An exact, picture-free copy of the listing is required.

———

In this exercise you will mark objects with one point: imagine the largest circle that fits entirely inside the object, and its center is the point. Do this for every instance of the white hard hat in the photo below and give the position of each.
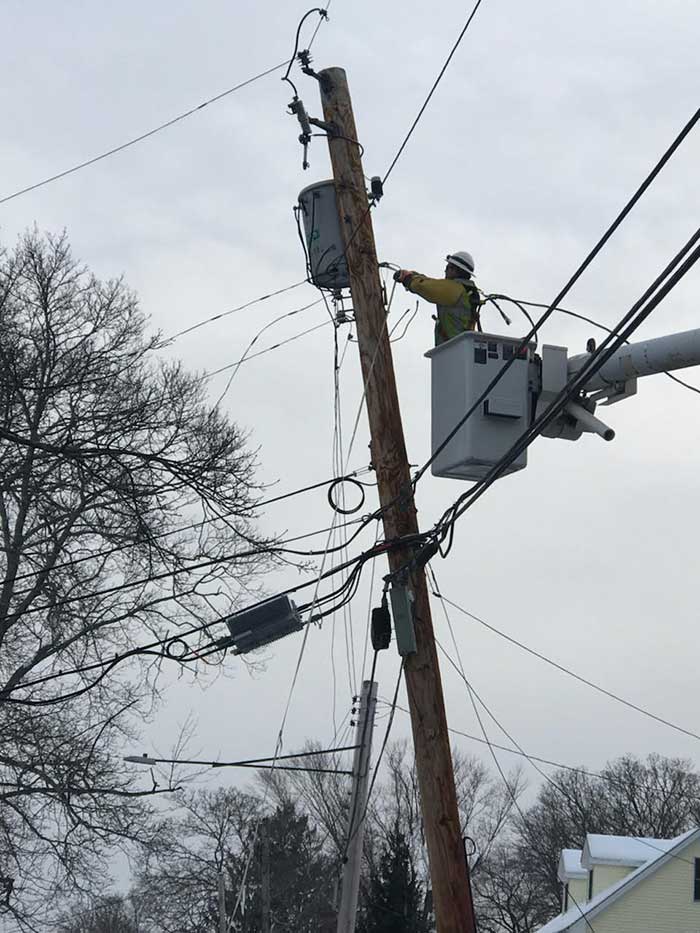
(463, 261)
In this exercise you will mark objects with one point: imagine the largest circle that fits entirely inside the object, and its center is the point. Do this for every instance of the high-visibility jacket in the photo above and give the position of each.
(457, 303)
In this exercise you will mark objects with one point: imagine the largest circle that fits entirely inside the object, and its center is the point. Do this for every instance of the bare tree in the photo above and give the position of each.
(657, 797)
(125, 524)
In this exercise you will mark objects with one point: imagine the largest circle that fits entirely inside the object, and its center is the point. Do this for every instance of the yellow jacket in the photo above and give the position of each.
(457, 303)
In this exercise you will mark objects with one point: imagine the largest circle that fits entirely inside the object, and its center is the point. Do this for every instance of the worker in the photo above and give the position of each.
(456, 296)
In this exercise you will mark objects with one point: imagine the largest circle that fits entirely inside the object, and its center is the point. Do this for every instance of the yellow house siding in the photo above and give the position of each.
(660, 903)
(605, 875)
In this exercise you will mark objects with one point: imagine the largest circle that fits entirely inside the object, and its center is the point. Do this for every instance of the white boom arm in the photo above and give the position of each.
(675, 351)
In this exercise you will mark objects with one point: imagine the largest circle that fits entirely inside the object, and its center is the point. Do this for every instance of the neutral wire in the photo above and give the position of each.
(138, 139)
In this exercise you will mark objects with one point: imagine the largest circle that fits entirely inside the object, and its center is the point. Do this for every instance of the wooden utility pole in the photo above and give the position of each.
(265, 876)
(450, 882)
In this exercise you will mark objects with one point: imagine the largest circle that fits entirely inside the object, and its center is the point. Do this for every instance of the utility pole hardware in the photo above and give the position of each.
(358, 808)
(449, 877)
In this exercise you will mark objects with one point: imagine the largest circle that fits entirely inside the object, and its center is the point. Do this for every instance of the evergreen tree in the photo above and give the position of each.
(394, 899)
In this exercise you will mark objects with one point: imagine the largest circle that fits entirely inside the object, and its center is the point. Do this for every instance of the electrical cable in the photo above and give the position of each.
(653, 296)
(565, 670)
(200, 565)
(276, 346)
(499, 725)
(594, 323)
(195, 525)
(138, 139)
(237, 365)
(432, 91)
(641, 190)
(248, 304)
(472, 695)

———

▶ **Finished exercise**:
In this exercise you will mark objects with one point: imagine the largest circle that fits entirely inside the object, and its center is the point. Do this for every instance of the white hard hat in the photo below and give the position of each.
(463, 261)
In this exercise you will mark objects with one point: imagine the largest circle that fits entirely inside the object, and its center is the point. Do this for every instance of the high-visibility jacket in the photo above and give the position of each.
(457, 303)
In this exercise you will mark objects with one point: imagine the largest circle that fits entirely inside the object, and its center is the point. Do this for every instance of the bare tree in the photo above and give the position of each.
(657, 797)
(125, 524)
In this exercise you will mark objects with one point: imagine the largest circle that fits entirely inside the object, and its center is the point. Do this for every instance of the yellow jacket in the photo above and give the position of each.
(457, 303)
In this exercise you will mark objects with one point: imagine the largest circle that fits entirely inside the object, and its center is the point. Do this for every instance of the worker in the photo above and give the position of each.
(456, 296)
In this exercise you will mark objects with one point: imagine the largest circle that fits entirely inside the object, and its center is the point. Do this for every instance of the yellow house siding in the photo above and give the position of each.
(660, 903)
(605, 875)
In this exercise you will mark objects with one point: imagine the largest circle that fits entirely inside the object, and its center is the point. Do this for every instance of the white boom arm in the photo above and give the position of each.
(675, 351)
In this exercise you will mark objects with one point: imagine the largest circle that fits entirely inside the object, and its center is the point. Do this for every instance of the neutral wire in the photo above and give the position of each.
(138, 139)
In this exercise you will mark objects with one point: imagine the largest circle that fits entirely inside the object, and its center is the point. Do this for every instance of the wooden utility pole in the photo above and give the position of each.
(265, 876)
(450, 882)
In this exercise you will mark objects with one point: imagine the largest circle that fits entirely inside the object, and its center is the point. Do this for every instance of the utility pole hardware in the photo above and give the position of each.
(358, 808)
(449, 877)
In this exercise you will mark objects with one point: imagine the largest circle that fits entirely inside the object, and its center is the point. Do this for every instance of the evergreen tree in the photo above and give the position of each.
(394, 899)
In this exercise you will mark objects with one point: imagine the largest circle that fits entirely inside the object, and its center is the point. Do this for every instance of the electrical cable in the photo above and give the position of each.
(653, 296)
(565, 670)
(200, 565)
(276, 346)
(499, 725)
(594, 323)
(195, 525)
(138, 139)
(237, 365)
(432, 91)
(641, 190)
(248, 304)
(472, 695)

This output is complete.